## 文章
-- -- --

Chinese Simplified (简体中文)

English (English)

文本提取

Note: Some parts of this article may be in English. We apologize for the inconvenience and are working on adding the translation as soon as possible.

This scenario enables the extraction of the body text of a document and texts on logos, seals, and on any elements other than the body text.

The natural order of the text "how a human would read it" is preserved. You can then feed the documents to natural language processing (NLP) engines on your side, for example, to be quickly summarized, searched for sensitive information, or go through a sentiment review.

如需提取文档的主要文本，通过扫描获得或者以电子格式保存的图像文件通常要经过多个处理阶段，每个阶段有自己的具体细节：

预处理扫描的图像或照片

已扫描图像在识别之前可能需要一些预处理，例如，如果已扫描文档包含背景噪音、歪斜文本、反转颜色、黑色边距、错误方向或者分辨率等。

识别文档图像上最大量的文字

执行图像识别使用的设置须确保从文档图像中找到并提取所有可能的文本。

场景实现

下面内容详细说明了在该场景中使用 ABBYY FineReader Engine 12 的建议方法。建议的方法使用最适合该场景的处理设置。

第1步加载 ABBYY FineReader Engine

要开始使用 ABBYY FineReader Engine，您需要创建 Engine 对象。Engine 对象是 ABBYY FineReader Engine 对象层次体系中的顶级对象，提供各种全局设置、一些处理方法和用于创建其它对象的方法。

要创建 Engine 对象，您可以使用 InitializeEngine 导出的函数。另请加载 Engine 对象的不同方式。

C#

public class EngineLoader : IDisposable
{
    public EngineLoader()
    {
        // 用 FREngine.dll 的完整路径、客户项目 ID，
        // 以及（如适用）您的在线许可证令牌文件路径和在线许可证密码初始化这些变量
        string enginePath = "";
        string customerProjectId = "";
        string licensePath = "";
        string licensePassword = "";
        // 加载 FREngine.dll 库
        dllHandle = LoadLibraryEx(enginePath, IntPtr.Zero, LOAD_WITH_ALTERED_SEARCH_PATH);
           
        try
        {
            if (dllHandle == IntPtr.Zero)
            {
                throw new Exception("无法加载" + enginePath);
            }
            IntPtr initializeEnginePtr = GetProcAddress(dllHandle, "InitializeEngine");
            if (initializeEnginePtr == IntPtr.Zero)

-- -- --

## 提供材料
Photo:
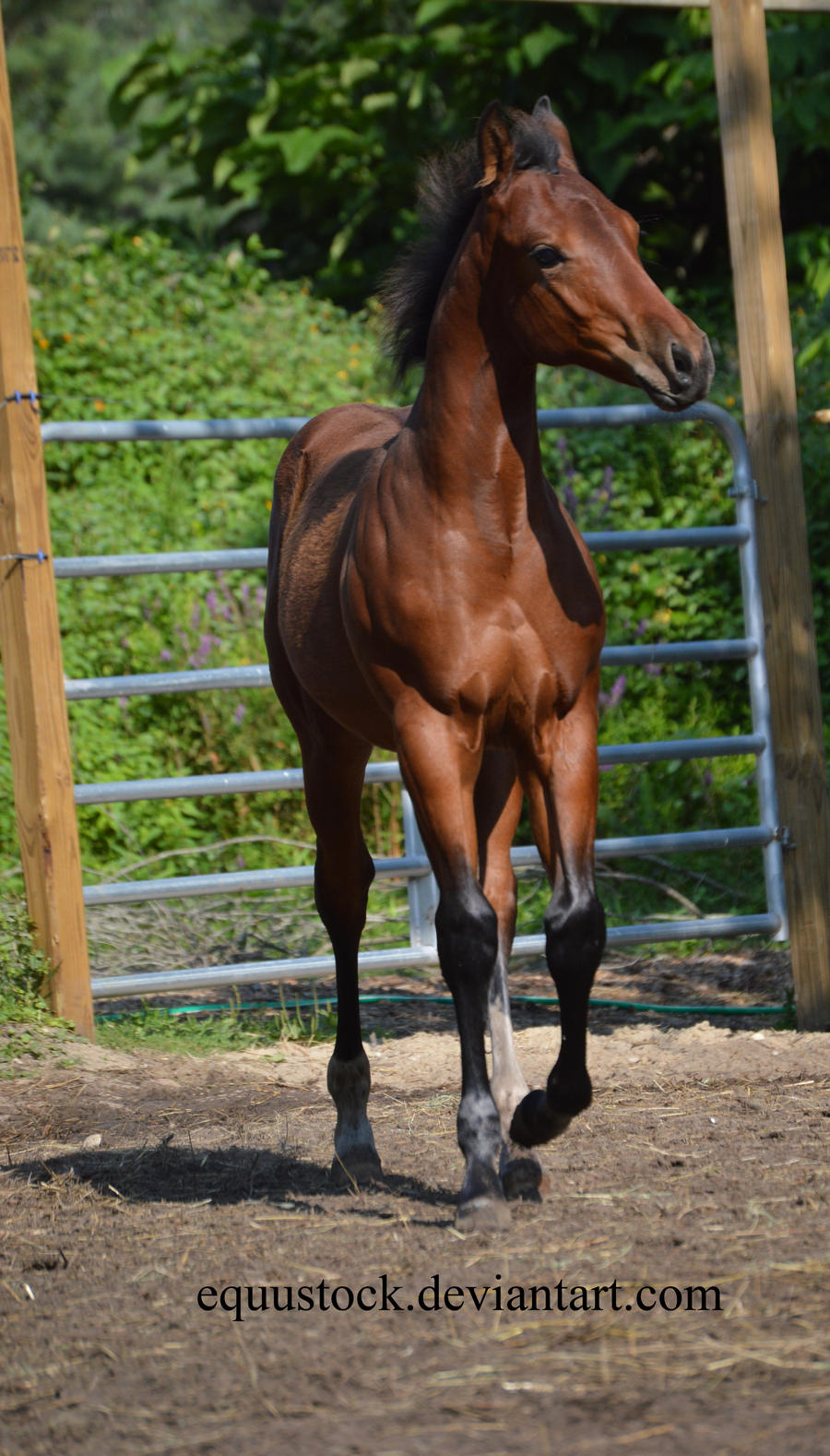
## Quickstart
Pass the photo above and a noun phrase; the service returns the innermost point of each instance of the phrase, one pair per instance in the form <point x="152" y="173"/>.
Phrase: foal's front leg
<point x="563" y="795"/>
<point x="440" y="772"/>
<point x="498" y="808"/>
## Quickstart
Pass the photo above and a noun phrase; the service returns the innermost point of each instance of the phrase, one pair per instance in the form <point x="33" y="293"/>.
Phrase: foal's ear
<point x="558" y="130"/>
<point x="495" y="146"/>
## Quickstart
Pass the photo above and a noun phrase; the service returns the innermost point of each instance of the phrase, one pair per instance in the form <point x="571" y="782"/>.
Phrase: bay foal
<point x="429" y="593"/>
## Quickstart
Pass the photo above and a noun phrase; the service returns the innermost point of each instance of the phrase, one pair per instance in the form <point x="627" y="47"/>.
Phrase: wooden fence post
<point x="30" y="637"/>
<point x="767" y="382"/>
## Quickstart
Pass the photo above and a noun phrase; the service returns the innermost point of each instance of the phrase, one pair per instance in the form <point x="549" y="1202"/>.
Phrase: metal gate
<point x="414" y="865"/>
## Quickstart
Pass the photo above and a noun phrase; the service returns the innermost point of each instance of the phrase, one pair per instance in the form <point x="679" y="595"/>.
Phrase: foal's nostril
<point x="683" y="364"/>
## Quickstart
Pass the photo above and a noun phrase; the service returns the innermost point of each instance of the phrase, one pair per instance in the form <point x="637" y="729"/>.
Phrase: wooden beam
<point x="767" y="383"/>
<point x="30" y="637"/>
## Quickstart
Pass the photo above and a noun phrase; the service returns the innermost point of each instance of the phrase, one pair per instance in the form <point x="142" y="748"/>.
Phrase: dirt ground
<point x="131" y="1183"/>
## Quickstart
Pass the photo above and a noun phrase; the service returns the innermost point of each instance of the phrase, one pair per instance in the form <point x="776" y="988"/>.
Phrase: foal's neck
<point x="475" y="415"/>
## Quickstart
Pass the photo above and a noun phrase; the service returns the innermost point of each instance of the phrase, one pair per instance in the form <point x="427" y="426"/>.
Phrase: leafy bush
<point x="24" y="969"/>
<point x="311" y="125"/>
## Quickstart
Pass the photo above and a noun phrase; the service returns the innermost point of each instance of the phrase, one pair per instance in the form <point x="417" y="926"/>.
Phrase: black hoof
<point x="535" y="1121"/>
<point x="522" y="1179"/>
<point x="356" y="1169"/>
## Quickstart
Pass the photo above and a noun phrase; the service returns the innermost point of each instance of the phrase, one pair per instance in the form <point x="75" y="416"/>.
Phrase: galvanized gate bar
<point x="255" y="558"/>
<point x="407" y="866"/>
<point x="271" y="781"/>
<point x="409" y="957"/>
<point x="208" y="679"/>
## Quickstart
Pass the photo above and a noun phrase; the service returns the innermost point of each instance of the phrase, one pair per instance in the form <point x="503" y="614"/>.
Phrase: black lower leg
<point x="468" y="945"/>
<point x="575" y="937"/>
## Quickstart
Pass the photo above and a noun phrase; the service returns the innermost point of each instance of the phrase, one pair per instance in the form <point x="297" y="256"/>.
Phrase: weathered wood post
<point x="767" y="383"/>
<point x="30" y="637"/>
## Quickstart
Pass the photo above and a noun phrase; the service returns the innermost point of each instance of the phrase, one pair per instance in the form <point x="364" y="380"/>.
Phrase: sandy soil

-- -- --

## 任务说明
1) 根据关于文本提取的文章，创建 Engine 对象可以使用哪个导出的函数？
2) 请引用关于文本提取的文章中从“下面内容详细说明了在该场景中使用 ABBYY FineReader”到“FineReader Engine 对象层次体系中的顶级对象，提供各种全局设置、一些处理方法和用于创建其它对象的方法。”之间的文字，首尾两处都包括在内。
3) 请从关于文本提取的文章最后显示的内容之后接着往下续写。

## 参考答案
1) InitializeEngine

2)
下面内容详细说明了在该场景中使用 ABBYY FineReader Engine 12 的建议方法。建议的方法使用最适合该场景的处理设置。

第1步加载 ABBYY FineReader Engine

要开始使用 ABBYY FineReader Engine，您需要创建 Engine 对象。Engine 对象是 ABBYY FineReader Engine 对象层次体系中的顶级对象，提供各种全局设置、一些处理方法和用于创建其它对象的方法。

3)
            {
                throw new  Exception("无法找到 InitializeEngine 函数");
            }
            IntPtr deinitializeEnginePtr = GetProcAddress(dllHandle, "DeinitializeEngine");
            if (deinitializeEnginePtr == IntPtr.Zero)
            {
                throw new Exception("无法找到 DeinitializeEngine 函数");
            }
            IntPtr dllCanUnloadNowPtr = GetProcAddress(dllHandle, "DllCanUnloadNow");
            if (dllCanUnloadNowPtr == IntPtr.Zero)
            {
                throw new Exception("无法找到 DllCanUnloadNow 函数");
            }
            // 转换指针为代理
            initializeEngine = (InitializeEngine)Marshal.GetDelegateForFunctionPointer(
                initializeEnginePtr, typeof(InitializeEngine));
            deinitializeEngine = (DeinitializeEngine)Marshal.GetDelegateForFunctionPointer(
                deinitializeEnginePtr, typeof(DeinitializeEngine));
            dllCanUnloadNow = (DllCanUnloadNow)Marshal.GetDelegateForFunctionPointer(
                dllCanUnloadNowPtr, typeof(DllCanUnloadNow));
            // 调用 InitializeEngine 函数
            // 传递路径到在线许可证文件路径和在线许可证密码
            int hresult = initializeEngine(customerProjectId, licensePath, licensePassword, 
                "", "", false, ref engine);
            Marshal.ThrowExceptionForHR(hresult);
        }
        catch (Exception)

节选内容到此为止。